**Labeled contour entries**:
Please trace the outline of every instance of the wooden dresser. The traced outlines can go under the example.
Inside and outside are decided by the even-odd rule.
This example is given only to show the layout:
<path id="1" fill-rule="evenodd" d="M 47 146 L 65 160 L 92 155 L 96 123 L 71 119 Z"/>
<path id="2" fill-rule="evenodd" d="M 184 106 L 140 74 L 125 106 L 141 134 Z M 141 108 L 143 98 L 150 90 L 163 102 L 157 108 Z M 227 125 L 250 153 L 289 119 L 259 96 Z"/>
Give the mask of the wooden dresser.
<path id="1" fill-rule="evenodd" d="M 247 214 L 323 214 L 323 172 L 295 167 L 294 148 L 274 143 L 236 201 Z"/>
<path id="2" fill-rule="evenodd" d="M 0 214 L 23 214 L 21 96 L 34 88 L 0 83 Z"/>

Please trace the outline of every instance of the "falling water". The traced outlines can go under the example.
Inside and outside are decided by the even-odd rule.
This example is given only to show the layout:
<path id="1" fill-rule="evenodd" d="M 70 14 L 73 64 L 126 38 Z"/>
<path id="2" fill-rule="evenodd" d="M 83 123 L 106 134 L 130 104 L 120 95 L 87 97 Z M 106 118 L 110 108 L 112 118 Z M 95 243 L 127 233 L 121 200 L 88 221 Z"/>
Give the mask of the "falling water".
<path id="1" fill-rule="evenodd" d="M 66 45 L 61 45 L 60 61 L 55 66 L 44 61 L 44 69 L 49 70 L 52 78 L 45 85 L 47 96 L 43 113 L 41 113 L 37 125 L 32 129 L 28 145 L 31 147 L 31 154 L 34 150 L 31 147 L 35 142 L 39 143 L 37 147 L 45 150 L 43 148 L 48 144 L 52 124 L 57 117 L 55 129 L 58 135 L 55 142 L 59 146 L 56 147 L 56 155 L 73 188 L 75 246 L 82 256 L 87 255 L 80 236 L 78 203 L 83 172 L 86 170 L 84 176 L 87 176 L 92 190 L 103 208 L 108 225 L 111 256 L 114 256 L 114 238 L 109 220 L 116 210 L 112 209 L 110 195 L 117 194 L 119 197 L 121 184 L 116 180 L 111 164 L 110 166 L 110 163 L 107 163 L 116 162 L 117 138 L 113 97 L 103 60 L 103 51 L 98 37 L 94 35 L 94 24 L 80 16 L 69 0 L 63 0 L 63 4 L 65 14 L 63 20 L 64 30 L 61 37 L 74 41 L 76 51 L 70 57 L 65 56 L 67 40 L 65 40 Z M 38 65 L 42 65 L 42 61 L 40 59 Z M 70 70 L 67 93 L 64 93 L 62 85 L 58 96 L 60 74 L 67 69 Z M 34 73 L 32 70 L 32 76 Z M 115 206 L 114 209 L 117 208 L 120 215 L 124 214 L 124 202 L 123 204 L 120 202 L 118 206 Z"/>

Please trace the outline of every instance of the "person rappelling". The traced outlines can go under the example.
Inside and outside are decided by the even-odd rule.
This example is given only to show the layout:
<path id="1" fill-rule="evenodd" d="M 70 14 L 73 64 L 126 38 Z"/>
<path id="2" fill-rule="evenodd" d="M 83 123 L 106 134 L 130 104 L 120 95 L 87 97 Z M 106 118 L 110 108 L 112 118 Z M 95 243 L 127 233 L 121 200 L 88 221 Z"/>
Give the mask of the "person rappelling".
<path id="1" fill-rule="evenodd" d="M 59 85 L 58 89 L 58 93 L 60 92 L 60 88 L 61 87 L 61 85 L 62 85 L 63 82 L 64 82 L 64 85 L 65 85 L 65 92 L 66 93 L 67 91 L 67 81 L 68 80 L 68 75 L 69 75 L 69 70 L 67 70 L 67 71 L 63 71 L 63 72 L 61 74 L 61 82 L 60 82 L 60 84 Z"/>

**What to do**: Copy every line of the material above verbatim, with no changes.

**Final result**:
Please trace the outline of every instance of the wooden dresser. The traced outlines can go under the example.
Inside and outside are decided by the even-odd rule.
This example is given only to show the layout:
<path id="1" fill-rule="evenodd" d="M 47 146 L 65 160 L 92 155 L 96 123 L 71 119 Z"/>
<path id="2" fill-rule="evenodd" d="M 184 106 L 140 74 L 125 106 L 141 134 Z M 141 108 L 143 98 L 150 90 L 163 102 L 157 108 Z M 227 125 L 250 153 L 289 119 L 259 96 Z"/>
Give the mask of the wooden dresser.
<path id="1" fill-rule="evenodd" d="M 247 214 L 323 214 L 323 172 L 295 167 L 294 148 L 274 143 L 236 201 Z"/>
<path id="2" fill-rule="evenodd" d="M 0 214 L 23 214 L 21 96 L 34 88 L 0 83 Z"/>

Please trace the outline of every instance of the "falling water". The traced outlines can go under the example.
Inside and outside are decided by the even-odd rule.
This example is given only to show the layout:
<path id="1" fill-rule="evenodd" d="M 70 14 L 73 64 L 126 38 Z"/>
<path id="2" fill-rule="evenodd" d="M 83 123 L 106 134 L 130 104 L 120 95 L 87 97 Z M 106 118 L 110 108 L 112 118 Z M 95 243 L 127 233 L 121 200 L 88 221 Z"/>
Give the mask of the "falling water".
<path id="1" fill-rule="evenodd" d="M 66 45 L 61 45 L 60 61 L 55 66 L 44 61 L 44 69 L 49 70 L 52 78 L 45 85 L 47 96 L 43 113 L 41 113 L 37 125 L 32 129 L 28 145 L 31 147 L 31 154 L 34 150 L 31 147 L 35 142 L 39 143 L 37 147 L 45 150 L 43 148 L 48 144 L 52 124 L 57 117 L 55 129 L 58 135 L 55 142 L 59 146 L 56 147 L 56 155 L 73 188 L 75 246 L 82 256 L 87 255 L 80 236 L 78 203 L 83 172 L 86 170 L 84 176 L 87 176 L 92 190 L 103 208 L 108 225 L 111 256 L 114 256 L 114 238 L 109 220 L 116 210 L 112 209 L 110 195 L 117 194 L 119 197 L 121 184 L 116 180 L 111 164 L 110 166 L 110 163 L 107 163 L 116 162 L 117 138 L 113 97 L 103 60 L 103 51 L 98 37 L 94 35 L 94 24 L 80 16 L 69 0 L 63 0 L 63 4 L 65 14 L 63 20 L 64 30 L 61 37 L 74 41 L 76 51 L 70 57 L 65 56 L 67 40 L 65 40 Z M 38 65 L 42 65 L 42 61 L 40 59 Z M 70 70 L 67 93 L 64 93 L 62 85 L 58 96 L 60 74 L 67 69 Z M 34 73 L 32 70 L 32 76 Z M 115 206 L 114 209 L 117 208 L 120 215 L 124 214 L 124 202 L 123 204 L 120 202 L 118 206 Z"/>

Please trace the outline of every instance of the "person rappelling". The traced outlines can go under the example.
Inside and outside are decided by the even-odd rule.
This example is given only to show the layout:
<path id="1" fill-rule="evenodd" d="M 70 14 L 73 64 L 126 38 Z"/>
<path id="2" fill-rule="evenodd" d="M 83 123 L 106 134 L 130 104 L 120 95 L 87 97 Z M 106 118 L 110 108 L 112 118 Z M 95 243 L 127 233 L 121 200 L 88 221 Z"/>
Give the mask of the "person rappelling".
<path id="1" fill-rule="evenodd" d="M 59 85 L 58 89 L 58 93 L 60 92 L 60 88 L 61 87 L 61 85 L 62 85 L 63 82 L 64 82 L 64 85 L 65 85 L 65 92 L 66 93 L 67 91 L 67 81 L 68 80 L 68 75 L 69 75 L 69 70 L 67 70 L 67 71 L 63 71 L 63 72 L 61 74 L 61 82 L 60 82 L 60 84 Z"/>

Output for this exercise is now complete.